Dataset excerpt

★ ★ ★ ★

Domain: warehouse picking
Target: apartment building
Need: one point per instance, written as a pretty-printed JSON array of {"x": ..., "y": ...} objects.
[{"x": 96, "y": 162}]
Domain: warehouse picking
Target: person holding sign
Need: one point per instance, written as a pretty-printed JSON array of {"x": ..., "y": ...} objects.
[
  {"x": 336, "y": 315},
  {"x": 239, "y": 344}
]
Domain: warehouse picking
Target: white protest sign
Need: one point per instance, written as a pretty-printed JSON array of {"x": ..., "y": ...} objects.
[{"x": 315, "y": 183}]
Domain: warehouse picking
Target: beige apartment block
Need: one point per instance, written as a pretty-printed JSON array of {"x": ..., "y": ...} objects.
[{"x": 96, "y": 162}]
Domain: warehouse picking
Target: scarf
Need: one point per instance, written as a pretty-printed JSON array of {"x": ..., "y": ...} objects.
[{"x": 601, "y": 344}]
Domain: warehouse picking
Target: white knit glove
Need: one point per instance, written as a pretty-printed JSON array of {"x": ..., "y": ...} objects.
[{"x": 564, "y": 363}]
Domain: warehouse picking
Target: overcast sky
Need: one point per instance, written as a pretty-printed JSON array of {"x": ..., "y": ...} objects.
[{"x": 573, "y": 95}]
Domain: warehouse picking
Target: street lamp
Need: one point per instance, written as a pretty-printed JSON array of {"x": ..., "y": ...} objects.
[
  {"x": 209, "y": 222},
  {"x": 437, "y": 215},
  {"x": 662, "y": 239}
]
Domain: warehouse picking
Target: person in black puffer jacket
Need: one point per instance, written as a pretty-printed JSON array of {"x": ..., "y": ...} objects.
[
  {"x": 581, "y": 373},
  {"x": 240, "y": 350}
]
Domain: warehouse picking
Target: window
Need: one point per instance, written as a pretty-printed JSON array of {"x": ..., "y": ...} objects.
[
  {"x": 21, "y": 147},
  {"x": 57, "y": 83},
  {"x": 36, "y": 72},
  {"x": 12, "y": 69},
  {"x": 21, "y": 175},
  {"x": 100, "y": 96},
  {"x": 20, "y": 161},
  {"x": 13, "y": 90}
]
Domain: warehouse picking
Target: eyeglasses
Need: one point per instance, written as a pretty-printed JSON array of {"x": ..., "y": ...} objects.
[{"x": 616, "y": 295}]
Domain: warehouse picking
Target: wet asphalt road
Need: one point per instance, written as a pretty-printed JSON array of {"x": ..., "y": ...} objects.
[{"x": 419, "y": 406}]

★ ★ ★ ★

Restate the data above word for word.

Domain: warehouse picking
Target: apartment building
Need: one point per instance, written as a pretty-printed JSON array of {"x": ..., "y": ...} objects.
[{"x": 96, "y": 162}]
Domain: warehouse picking
Target: person holding sign
Need: one point per instance, written as a pretty-printed JSON array of {"x": ..., "y": ...} objects.
[
  {"x": 336, "y": 315},
  {"x": 239, "y": 344}
]
Domain: warehouse picking
Target: white protest sign
Need: one point per instance, written as a pretty-printed JSON array of {"x": ..., "y": ...} objects.
[{"x": 315, "y": 183}]
Domain: warehouse picking
Target: beige apartment block
Need: one point per instance, written as a pretty-printed JSON array of {"x": ..., "y": ...} objects.
[{"x": 96, "y": 162}]
Domain: warehouse picking
Target: scarf
Need: one point per instance, written as a pretty-printed JSON array of {"x": ..., "y": ...} objects.
[{"x": 601, "y": 344}]
Domain: warehouse picking
Target: white knit glove
Need: one point per instance, written as a pretty-printed JSON array of {"x": ..., "y": ...} objects.
[{"x": 564, "y": 363}]
Domain: warehouse picking
Target: overcast sky
Need: one point per instance, written as a pretty-printed JSON array of {"x": ..., "y": ...} objects.
[{"x": 573, "y": 95}]
Domain: warehouse picking
Target: street lamp
Need: one point per instance, written as a pretty-printed JSON array of {"x": ..., "y": ...} objects.
[
  {"x": 209, "y": 222},
  {"x": 437, "y": 215},
  {"x": 662, "y": 239}
]
Domain: warehouse picking
Target: person in black puffer jacket
Need: one point per instance, written as a pretty-printed JSON array of {"x": ..., "y": ...} objects.
[
  {"x": 581, "y": 373},
  {"x": 240, "y": 350}
]
Domain: warehouse picking
Target: window
Need: one point per instance, written as a pretty-printed JSON array of {"x": ..., "y": ...} objects.
[
  {"x": 21, "y": 147},
  {"x": 57, "y": 83},
  {"x": 36, "y": 72},
  {"x": 12, "y": 69},
  {"x": 21, "y": 175},
  {"x": 100, "y": 96},
  {"x": 20, "y": 161},
  {"x": 13, "y": 90}
]
Domain: warehouse picking
Target: eyeglasses
Need: one point per instance, written as a pretty-printed JSON array of {"x": ..., "y": ...} objects.
[{"x": 616, "y": 295}]
Domain: warehouse picking
Target: wet asphalt road
Need: one point per instance, written as a pretty-printed JSON array of {"x": ..., "y": ...} objects.
[{"x": 419, "y": 406}]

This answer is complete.